When I play the different recordings, which I understand have the accent "re-applied" to a neutral voice, it's very difficult to hear any actual differences in vowels, let alone prosody. Like if I click on "French", there's something vaguely different, but it's quite... off. It certainly doesn't sound like any native French speaker I've ever heard. And after all, a huge part of accent is prosody. So I'm not sure what vocal features they're considering as "accent"?

I'm also curious what the three dimensions are supposed to represent? Obviously there's no objective answer, but if they've listened to all the samples, surely they could explain the main constrasting features each dimension seems to encode?

retrac•19m ago
I'm deaf. Something close to standard Canadian English is my native language. Most native English speakers claim my speech is unmarked but I think they're being polite; it's slightly marked as unusual and some with a good ear can easily tell it's because of hearing loss.

Using the accent guesser, I have a Swedish accent. Danish and Australian English follow as a close tie.

It's not just the AI. Non-native speakers of English often think I have a foreign accent, too. Often they guess at English or Australian. Like I must have been born there and moved here when I was younger, right? I've also been asked if I was Scandinavian.

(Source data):
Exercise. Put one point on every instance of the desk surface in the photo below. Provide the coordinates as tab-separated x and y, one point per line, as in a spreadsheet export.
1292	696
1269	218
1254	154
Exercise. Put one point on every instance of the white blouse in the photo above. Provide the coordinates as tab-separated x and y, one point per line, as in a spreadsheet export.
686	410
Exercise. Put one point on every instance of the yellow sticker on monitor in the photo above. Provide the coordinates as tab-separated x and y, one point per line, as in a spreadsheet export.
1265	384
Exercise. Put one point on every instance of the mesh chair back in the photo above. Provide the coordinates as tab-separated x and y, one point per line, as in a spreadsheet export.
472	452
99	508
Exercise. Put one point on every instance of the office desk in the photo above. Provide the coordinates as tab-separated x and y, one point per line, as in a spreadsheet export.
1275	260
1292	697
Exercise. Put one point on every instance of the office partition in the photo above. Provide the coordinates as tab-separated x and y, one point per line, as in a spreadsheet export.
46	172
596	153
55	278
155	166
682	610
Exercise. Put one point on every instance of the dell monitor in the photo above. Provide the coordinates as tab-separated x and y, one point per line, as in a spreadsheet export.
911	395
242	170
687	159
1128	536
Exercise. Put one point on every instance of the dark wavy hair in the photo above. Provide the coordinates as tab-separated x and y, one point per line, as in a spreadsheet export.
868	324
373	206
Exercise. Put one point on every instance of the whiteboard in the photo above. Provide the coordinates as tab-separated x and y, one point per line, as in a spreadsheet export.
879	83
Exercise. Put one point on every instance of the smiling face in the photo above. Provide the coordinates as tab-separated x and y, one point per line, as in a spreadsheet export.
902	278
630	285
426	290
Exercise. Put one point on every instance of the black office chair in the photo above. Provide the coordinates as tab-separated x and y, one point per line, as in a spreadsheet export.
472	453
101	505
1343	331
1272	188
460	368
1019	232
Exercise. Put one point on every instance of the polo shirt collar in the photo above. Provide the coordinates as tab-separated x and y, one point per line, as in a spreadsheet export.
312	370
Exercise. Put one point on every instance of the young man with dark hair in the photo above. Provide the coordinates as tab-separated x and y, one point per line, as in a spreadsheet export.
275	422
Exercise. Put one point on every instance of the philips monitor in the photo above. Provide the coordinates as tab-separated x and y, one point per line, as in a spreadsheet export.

(Task list):
(a) List the accents that the accent guesser assigned to the deaf commenter in the accent-guesser thread.
(b) In the accent-guesser thread, what does the deaf commenter give as their native language?
(c) Continue the accent-guesser thread from its last sentence.

(Answers for this exercise):
(a)
Swedish
Danish
Australian English

(b) Something close to standard Canadian English.

(c)
Interestingly I've noticed that native speakers never make this mistake. They sometimes recognize that I have a speech impediment but there's something about how I talk that is recognized with confidence as a native accent. That leads me to the (probably obvious) inference that whatever it is that non-native speakers use to judge accent and competency, it is different from what native speakers use. I'm guessing in my case, phrase-length tone contour. (Which I can sort of hear, and presumably reproduce well, even if I have trouble with the consonants.)

AI also really has trouble with transcribing my speech. I noticed that as early as the '90s with early speech recognition software. It was completely unusable. Even now AI transcription has much more trouble with me than with most people. Yet aside from a habit of sometimes mumbling, I'm told I speak quite clearly, by humans.

Hearing different things, as it were.

dmevich1•15m ago
Fascinating work — especially how geography and history influence accent clustering more than language families. Brilliant visualization!